▶ _Énoncé 1_
D'après l'extrait sur le préfet de la Seine, de quel revenu annuel les gens modestes pouvaient-ils vivre dans l'ancien Paris ?

▶ _Bloc de texte_
EXTRAITS
« Avant d’entrer en matière, permettez-moi, Messieurs, de bien poser la question qui s’agite, à cette heure, entre M. le préfet de la Seine et la population qu’il régente, impose, endette, triture depuis quinze ans, sans mesure et sans contrôle. Les Parisiens ne disent pas qu’il n’y eût rien à faire dans l’ancien Paris, au moment où M. le préfet a commencé son office destructeur. (…) Nous tenons compte de ce qu’exigeait l’aménagement indispensable d’une grande ville, qui est la tête de ligne de tous les chemins de fer. Nous n’avons garde de dire que tout soit absolument mauvais dans ces innombrables trouées qui, dépeçant obliquement et dans tous les sens la vieille capitale, donnent à la nouvelle l’aspect déplaisant d’un casse-tête chinois. (…)
Nous sentons aussi que c’est peine perdue de regretter l’ancien Paris, le Paris historique et penseur, dont nous recueillons aujourd’hui les derniers soupirs ; le Paris artiste et philosophe, où tant de gens modestes, appliqués aux travaux d’esprit, pouvaient vivre avec 3 000 livres de rente ; où il existait des groupes, des voisinages, des quartiers, des traditions ; où l’expropriation ne troublait pas à tout instant les relations anciennes, les plus chères habitudes ; où l’artisan, qu’un système impitoyable chasse aujourd’hui du centre, habitait côte à côte avec le financier ; où l’esprit était prisé plus haut que la richesse ; où l’étranger, brutal et prodigue, ne donnait pas encore le ton aux théâtres et aux mœurs. Ce vieux Paris, le Paris de Voltaire, de Diderot et de Desmoulins, le Paris de 1830 et de 1848, nous le pleurons de toutes les larmes de nos yeux, en voyant la magnifique et intolérable hôtellerie, la coûteuse cohue, la triomphante vulgarité, le matérialisme épouvantable que nous léguons à nos neveux. Mais, là encore, c’est peut-être la destinée qui s’accomplit. Nos reproches contre l’administration préfectorale sont plus positifs et plus précis. Nous l’accusons d’avoir sacrifié d’étrange façon à l’idée fixe et à l’esprit de système ; nous l’accusons d’avoir immolé l’avenir tout entier à ses caprices et à sa vaine gloire ; nous l’accusons d’avoir englouti, dans des œuvres d’une utilité douteuse ou passagère, le patrimoine des générations futures ; nous l’accusons de nous mener, au triple galop, sur la pente des catastrophes. Nos affaires sont conduites par un dissipateur, et nous plaidons en interdiction. »

[Liste des données]
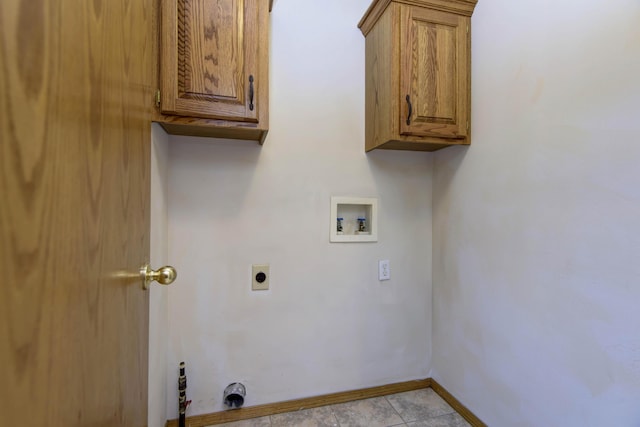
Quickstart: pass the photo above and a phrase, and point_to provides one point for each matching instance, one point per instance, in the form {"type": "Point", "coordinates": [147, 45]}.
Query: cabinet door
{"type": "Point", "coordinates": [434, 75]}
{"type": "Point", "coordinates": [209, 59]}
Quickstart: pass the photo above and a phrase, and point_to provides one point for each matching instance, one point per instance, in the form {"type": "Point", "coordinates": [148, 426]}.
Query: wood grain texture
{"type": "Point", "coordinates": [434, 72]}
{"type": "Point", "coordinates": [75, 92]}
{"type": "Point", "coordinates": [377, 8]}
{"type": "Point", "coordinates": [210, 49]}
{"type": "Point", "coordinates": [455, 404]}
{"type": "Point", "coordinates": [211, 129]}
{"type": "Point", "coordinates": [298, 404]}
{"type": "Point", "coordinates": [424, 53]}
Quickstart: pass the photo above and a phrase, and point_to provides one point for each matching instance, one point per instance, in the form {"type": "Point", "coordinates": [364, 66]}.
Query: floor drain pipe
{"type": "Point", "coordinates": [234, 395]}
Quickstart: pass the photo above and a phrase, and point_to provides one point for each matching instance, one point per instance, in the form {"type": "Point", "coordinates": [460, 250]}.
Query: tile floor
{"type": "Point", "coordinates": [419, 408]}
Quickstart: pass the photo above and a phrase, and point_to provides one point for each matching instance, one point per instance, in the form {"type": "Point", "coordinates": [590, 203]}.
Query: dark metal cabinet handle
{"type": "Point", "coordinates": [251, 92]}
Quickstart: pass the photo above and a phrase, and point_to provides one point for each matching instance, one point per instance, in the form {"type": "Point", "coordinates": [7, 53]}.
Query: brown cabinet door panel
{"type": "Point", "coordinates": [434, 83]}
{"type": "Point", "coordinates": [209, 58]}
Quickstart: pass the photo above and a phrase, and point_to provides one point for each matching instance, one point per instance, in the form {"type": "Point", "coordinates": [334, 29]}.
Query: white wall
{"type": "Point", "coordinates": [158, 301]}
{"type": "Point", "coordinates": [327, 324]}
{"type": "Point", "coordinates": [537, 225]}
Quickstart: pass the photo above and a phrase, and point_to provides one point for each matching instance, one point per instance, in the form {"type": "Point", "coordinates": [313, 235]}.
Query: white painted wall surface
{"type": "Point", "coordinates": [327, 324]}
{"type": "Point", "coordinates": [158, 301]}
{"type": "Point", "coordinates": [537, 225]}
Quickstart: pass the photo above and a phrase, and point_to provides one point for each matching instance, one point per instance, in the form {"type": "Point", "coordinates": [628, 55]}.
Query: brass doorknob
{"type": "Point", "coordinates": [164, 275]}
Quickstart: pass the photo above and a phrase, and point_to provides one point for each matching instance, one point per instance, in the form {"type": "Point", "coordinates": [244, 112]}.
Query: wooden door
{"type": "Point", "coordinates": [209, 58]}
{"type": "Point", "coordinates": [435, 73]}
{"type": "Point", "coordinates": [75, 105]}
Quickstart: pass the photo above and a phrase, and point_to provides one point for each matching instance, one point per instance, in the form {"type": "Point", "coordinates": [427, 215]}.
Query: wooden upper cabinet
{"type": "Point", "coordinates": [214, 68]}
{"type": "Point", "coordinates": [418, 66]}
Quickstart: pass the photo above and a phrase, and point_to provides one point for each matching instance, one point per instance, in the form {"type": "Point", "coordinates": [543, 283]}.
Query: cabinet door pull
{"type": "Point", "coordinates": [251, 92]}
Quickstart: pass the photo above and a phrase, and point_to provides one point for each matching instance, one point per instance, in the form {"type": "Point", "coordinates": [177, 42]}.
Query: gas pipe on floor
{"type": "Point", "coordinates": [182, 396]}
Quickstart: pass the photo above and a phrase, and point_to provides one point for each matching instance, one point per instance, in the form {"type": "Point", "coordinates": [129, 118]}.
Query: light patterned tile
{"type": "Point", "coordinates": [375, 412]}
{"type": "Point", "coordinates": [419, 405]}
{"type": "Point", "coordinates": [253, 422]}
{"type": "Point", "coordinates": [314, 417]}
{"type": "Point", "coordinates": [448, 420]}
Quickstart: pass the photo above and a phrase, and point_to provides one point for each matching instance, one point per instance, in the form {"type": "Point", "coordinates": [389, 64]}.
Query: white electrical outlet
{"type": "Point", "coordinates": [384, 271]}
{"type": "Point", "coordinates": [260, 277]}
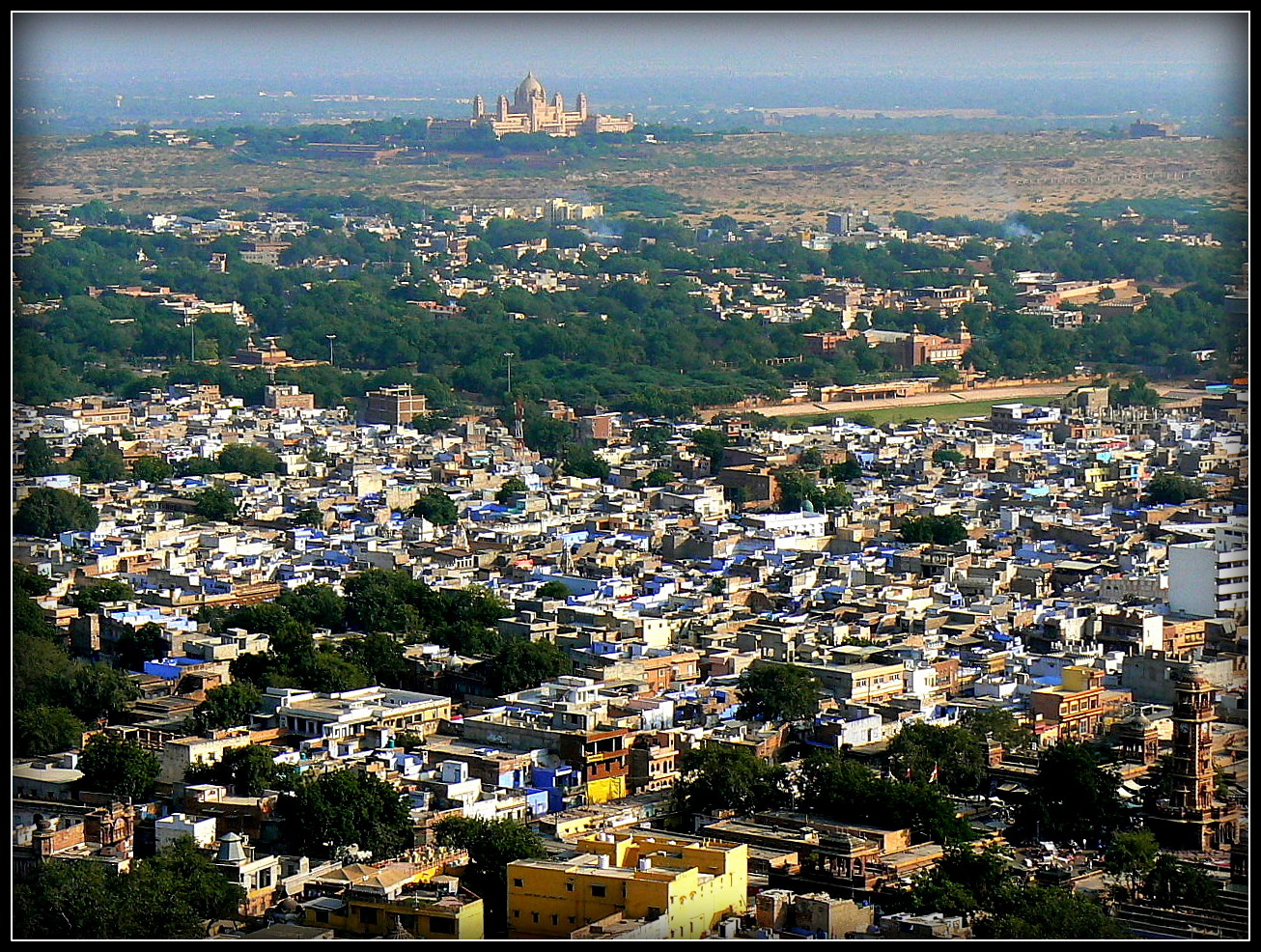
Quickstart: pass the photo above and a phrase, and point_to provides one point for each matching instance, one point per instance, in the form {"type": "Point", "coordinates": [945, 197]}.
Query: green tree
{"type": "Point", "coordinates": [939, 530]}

▶ _Énoncé 2_
Rassemblez toutes les lignes ci-dessus qui contiennent le mot « wooden » et recopiez-les.

▶ _Réponse 1_
De 3 000 livres de rente.

▶ _Réponse 2_
Query: wooden door
Query: wooden upper cabinet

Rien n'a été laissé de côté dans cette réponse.